> [Work instructions]: Count the lines in the records below that contain the string "stacking". Reply with that number alone.

Records from a dataset
● ● ●

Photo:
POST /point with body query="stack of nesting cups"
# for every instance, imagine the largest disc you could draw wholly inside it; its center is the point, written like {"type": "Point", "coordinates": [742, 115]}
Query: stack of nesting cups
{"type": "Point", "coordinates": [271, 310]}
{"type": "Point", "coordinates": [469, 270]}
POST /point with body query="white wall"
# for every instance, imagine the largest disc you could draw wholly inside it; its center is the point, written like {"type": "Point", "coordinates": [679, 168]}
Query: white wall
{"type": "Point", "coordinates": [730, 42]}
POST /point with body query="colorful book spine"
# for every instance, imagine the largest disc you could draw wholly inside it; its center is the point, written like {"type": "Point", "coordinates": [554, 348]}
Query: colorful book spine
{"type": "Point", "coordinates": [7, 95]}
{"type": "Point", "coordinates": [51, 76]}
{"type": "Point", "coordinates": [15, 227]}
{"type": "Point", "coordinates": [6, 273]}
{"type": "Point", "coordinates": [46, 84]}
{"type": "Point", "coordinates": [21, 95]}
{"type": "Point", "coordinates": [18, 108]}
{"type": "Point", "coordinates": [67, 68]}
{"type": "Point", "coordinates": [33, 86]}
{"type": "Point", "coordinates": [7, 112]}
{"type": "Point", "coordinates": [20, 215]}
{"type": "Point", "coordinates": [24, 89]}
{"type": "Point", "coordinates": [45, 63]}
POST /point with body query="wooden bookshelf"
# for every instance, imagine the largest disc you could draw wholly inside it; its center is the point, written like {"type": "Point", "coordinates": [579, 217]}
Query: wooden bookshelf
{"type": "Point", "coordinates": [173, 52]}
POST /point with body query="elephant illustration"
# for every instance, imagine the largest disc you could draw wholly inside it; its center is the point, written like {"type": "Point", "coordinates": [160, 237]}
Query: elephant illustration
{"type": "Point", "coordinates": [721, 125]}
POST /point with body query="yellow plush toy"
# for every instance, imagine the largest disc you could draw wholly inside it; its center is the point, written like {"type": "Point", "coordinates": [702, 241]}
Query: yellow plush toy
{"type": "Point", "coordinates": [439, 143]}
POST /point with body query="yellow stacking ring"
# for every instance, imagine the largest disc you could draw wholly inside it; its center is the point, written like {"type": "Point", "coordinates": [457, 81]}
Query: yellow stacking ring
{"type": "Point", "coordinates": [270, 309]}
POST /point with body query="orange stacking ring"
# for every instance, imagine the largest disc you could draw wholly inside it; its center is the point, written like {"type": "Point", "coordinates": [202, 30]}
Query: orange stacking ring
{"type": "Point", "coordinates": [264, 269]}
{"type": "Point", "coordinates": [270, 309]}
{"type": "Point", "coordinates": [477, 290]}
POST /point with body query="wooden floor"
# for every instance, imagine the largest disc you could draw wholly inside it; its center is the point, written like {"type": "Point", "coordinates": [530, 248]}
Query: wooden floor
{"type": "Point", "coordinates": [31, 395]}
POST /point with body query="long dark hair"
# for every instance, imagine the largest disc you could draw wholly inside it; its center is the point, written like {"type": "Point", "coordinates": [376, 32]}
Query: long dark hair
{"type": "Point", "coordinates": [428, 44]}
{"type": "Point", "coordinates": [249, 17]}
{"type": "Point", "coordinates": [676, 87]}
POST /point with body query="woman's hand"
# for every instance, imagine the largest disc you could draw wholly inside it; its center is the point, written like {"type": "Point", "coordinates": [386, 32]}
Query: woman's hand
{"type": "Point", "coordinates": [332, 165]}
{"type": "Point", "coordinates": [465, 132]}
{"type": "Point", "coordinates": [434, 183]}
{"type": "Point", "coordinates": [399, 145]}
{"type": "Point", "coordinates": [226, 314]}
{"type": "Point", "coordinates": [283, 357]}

● ● ●

> [Reply]: 4